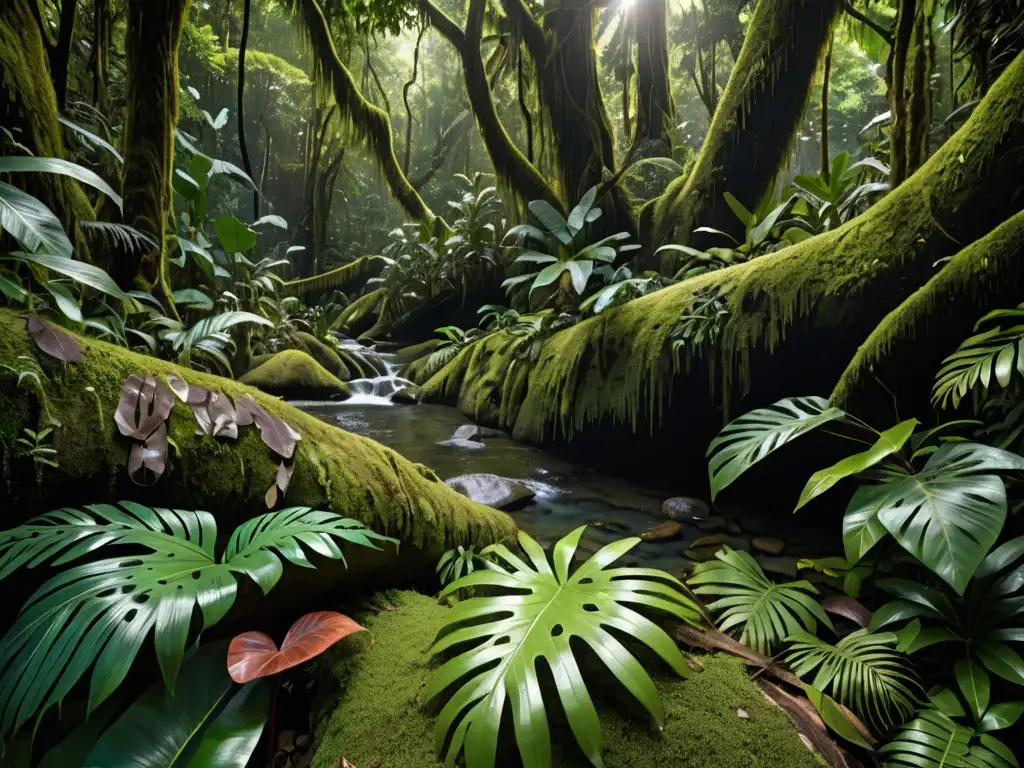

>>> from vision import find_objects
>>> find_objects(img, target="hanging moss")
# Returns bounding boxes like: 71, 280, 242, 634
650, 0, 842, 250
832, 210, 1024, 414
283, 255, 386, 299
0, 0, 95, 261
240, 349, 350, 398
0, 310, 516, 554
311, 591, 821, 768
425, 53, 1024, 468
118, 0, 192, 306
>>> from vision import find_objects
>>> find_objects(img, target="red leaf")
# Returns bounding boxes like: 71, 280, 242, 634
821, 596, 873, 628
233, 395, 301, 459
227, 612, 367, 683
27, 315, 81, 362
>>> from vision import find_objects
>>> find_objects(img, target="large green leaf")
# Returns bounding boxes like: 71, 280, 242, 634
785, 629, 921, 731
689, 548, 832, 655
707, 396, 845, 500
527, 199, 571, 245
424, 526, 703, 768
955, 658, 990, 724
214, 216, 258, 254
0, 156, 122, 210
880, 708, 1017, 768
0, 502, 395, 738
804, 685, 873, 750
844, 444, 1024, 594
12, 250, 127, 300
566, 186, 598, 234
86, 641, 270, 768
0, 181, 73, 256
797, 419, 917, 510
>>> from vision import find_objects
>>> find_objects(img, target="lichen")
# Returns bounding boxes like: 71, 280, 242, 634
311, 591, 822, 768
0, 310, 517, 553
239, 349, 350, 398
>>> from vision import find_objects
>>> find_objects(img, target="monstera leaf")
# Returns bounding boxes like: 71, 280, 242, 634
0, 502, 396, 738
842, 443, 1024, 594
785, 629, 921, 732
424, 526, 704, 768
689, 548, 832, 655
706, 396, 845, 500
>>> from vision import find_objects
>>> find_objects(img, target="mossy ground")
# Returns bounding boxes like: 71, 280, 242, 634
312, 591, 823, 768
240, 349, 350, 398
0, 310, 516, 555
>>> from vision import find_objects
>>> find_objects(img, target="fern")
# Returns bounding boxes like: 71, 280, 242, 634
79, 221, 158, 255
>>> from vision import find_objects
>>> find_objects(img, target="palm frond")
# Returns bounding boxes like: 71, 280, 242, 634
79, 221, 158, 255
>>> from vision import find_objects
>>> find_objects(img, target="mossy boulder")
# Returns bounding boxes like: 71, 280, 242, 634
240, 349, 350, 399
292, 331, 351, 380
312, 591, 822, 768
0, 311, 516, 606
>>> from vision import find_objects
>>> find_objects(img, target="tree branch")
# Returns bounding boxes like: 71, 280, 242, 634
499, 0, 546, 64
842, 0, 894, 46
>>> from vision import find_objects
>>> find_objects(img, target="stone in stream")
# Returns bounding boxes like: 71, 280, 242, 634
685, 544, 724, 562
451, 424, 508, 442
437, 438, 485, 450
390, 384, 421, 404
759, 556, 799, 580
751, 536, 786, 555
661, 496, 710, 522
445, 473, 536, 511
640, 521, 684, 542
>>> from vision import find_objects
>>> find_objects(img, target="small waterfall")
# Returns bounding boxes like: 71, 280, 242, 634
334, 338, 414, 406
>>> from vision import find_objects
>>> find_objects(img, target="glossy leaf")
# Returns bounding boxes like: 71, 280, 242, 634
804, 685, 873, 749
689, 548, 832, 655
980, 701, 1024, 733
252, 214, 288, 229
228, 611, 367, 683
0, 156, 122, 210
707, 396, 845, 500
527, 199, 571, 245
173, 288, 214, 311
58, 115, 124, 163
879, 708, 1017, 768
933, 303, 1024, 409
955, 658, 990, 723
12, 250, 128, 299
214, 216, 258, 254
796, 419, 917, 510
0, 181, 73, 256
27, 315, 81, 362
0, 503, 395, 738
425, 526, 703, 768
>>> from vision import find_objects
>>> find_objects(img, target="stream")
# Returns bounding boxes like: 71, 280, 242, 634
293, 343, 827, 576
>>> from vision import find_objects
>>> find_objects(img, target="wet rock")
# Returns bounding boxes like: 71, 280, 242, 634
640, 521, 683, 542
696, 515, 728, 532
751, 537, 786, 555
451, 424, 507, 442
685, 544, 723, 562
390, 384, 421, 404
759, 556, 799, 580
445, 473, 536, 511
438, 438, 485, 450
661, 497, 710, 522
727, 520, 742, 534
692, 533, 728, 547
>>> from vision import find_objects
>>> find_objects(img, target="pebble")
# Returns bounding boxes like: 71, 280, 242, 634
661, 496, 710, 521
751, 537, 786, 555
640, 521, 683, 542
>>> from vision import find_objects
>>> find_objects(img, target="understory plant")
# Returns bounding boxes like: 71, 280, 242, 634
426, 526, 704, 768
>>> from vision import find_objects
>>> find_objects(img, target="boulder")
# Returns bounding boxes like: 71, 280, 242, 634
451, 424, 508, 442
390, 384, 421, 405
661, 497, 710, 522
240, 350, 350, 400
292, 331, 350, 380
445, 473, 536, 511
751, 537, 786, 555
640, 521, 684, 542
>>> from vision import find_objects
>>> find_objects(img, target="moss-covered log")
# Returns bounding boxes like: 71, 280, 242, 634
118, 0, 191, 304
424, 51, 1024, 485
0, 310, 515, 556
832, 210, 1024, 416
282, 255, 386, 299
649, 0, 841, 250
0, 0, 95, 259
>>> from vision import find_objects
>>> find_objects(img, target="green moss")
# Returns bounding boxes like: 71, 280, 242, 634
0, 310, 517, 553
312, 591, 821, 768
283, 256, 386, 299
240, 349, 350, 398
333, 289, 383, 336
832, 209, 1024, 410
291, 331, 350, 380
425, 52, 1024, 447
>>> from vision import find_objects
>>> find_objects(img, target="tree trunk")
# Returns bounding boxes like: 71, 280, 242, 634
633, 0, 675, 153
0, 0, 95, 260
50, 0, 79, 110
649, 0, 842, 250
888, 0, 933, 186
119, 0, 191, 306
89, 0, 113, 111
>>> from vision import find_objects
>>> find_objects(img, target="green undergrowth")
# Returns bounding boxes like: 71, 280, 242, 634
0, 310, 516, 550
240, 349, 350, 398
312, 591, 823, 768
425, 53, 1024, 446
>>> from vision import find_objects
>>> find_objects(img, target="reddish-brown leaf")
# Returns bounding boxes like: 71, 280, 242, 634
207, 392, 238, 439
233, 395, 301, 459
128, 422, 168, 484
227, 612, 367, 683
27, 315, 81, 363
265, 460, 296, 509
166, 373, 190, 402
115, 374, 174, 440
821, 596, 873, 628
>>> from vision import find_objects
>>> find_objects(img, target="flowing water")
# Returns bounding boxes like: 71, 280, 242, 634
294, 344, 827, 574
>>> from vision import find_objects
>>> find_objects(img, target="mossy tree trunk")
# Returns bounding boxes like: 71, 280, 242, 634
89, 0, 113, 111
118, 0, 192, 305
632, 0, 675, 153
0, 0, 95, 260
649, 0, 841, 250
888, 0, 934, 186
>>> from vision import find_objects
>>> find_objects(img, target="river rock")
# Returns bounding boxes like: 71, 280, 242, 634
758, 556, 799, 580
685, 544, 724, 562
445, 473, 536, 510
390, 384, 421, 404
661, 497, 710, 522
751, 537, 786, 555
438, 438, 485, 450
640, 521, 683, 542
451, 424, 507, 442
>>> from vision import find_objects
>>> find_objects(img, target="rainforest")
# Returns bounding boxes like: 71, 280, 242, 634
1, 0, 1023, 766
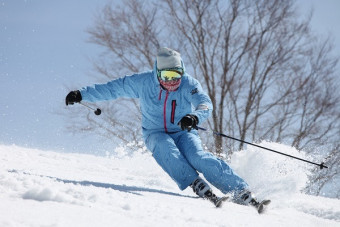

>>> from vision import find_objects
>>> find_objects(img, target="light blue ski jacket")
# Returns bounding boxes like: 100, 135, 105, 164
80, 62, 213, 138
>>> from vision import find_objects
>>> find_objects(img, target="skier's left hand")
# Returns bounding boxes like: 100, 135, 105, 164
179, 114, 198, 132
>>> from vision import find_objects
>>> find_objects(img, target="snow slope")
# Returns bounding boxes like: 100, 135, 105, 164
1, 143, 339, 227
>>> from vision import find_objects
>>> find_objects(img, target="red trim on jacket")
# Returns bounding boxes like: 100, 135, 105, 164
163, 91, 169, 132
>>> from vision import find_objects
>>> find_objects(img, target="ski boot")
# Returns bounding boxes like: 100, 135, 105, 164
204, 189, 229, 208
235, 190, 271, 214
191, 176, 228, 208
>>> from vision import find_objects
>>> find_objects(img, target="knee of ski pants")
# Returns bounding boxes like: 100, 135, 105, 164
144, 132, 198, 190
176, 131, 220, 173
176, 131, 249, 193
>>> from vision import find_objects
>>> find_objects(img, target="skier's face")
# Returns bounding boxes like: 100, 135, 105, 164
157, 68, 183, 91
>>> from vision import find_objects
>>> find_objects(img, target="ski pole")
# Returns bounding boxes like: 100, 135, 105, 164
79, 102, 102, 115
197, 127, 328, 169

_WORK ITEM_
Scan the data above for the word "trunk", then copy every line that holds it.

_EXERCISE ANSWER_
>>> find_objects(img, target="tree trunk")
>>> find_objects(img, target="mossy tree trunk")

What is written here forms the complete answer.